**Tujuan Latihan:** Tuliskan kembali tanpa perubahan semua baris mulai dari baris yang memuat "face in the photo above." sampai baris yang memuat "shorts in the photo above.", termasuk kedua baris tersebut.

**Data yang Diberikan:**
<<<<
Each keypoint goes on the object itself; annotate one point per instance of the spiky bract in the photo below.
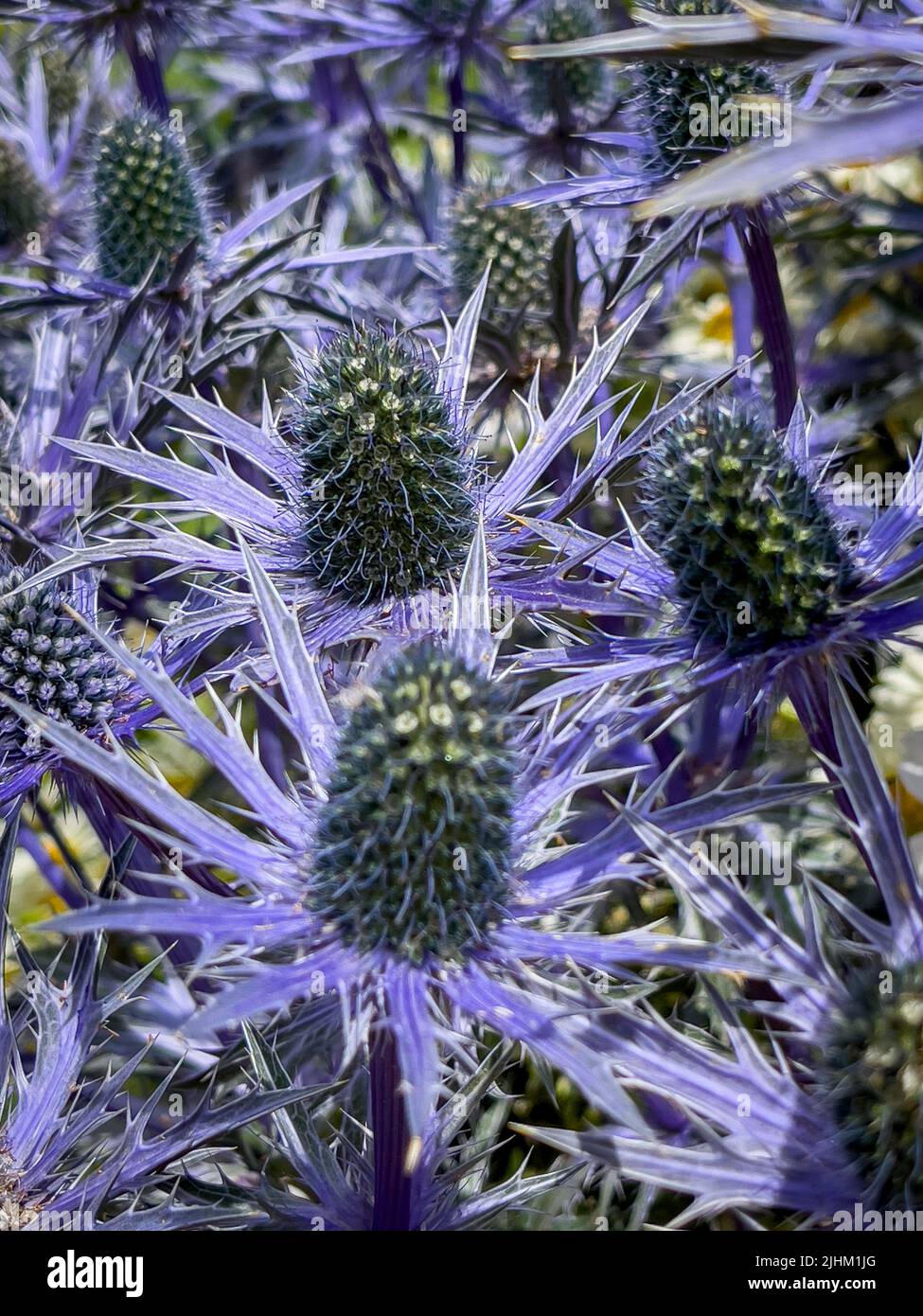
>>>>
<<<<
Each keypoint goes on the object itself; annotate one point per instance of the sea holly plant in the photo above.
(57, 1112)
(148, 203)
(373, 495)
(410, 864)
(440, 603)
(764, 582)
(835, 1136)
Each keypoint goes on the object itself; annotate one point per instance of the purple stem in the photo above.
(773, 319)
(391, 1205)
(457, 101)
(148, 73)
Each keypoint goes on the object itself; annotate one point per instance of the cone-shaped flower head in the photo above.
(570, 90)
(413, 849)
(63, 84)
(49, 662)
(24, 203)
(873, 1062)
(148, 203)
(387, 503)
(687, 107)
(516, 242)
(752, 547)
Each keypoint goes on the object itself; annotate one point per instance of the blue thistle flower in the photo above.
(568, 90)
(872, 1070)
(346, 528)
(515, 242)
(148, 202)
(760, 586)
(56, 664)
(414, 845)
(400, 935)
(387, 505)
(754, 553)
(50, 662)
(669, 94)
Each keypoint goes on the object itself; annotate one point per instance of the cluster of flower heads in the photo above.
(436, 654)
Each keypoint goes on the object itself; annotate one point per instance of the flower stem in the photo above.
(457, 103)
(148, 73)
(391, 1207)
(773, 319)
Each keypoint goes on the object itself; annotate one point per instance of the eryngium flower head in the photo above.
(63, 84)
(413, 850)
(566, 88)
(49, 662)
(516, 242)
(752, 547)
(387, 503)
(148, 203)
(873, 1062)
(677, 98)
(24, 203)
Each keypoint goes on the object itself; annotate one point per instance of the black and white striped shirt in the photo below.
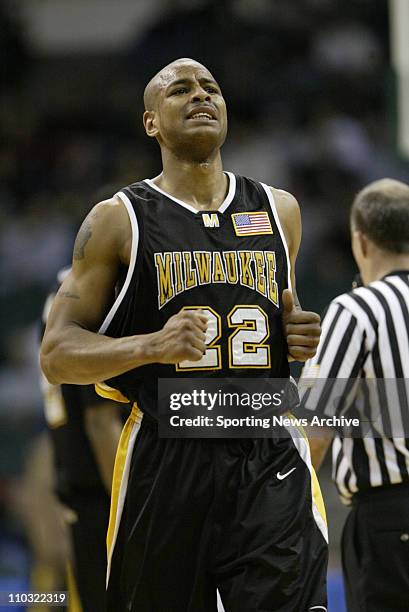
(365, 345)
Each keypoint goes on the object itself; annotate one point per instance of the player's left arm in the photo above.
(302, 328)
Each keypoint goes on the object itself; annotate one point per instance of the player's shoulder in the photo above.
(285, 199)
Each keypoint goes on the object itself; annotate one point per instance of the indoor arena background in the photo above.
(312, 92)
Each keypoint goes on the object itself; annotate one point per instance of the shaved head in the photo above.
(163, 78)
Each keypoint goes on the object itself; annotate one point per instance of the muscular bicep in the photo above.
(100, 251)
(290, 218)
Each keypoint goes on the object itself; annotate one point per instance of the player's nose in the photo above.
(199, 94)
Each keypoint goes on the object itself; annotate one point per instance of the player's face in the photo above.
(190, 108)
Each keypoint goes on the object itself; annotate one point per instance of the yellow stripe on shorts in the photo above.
>>>>
**Penyelesaian Masalah:**
Each keypoint goes on the object itself; annotate one point per instance of the player's face in the photo above.
(190, 108)
Each keypoint goes on the object itself; annotate one point per instance of the yellow stripe on shorts in the photo above.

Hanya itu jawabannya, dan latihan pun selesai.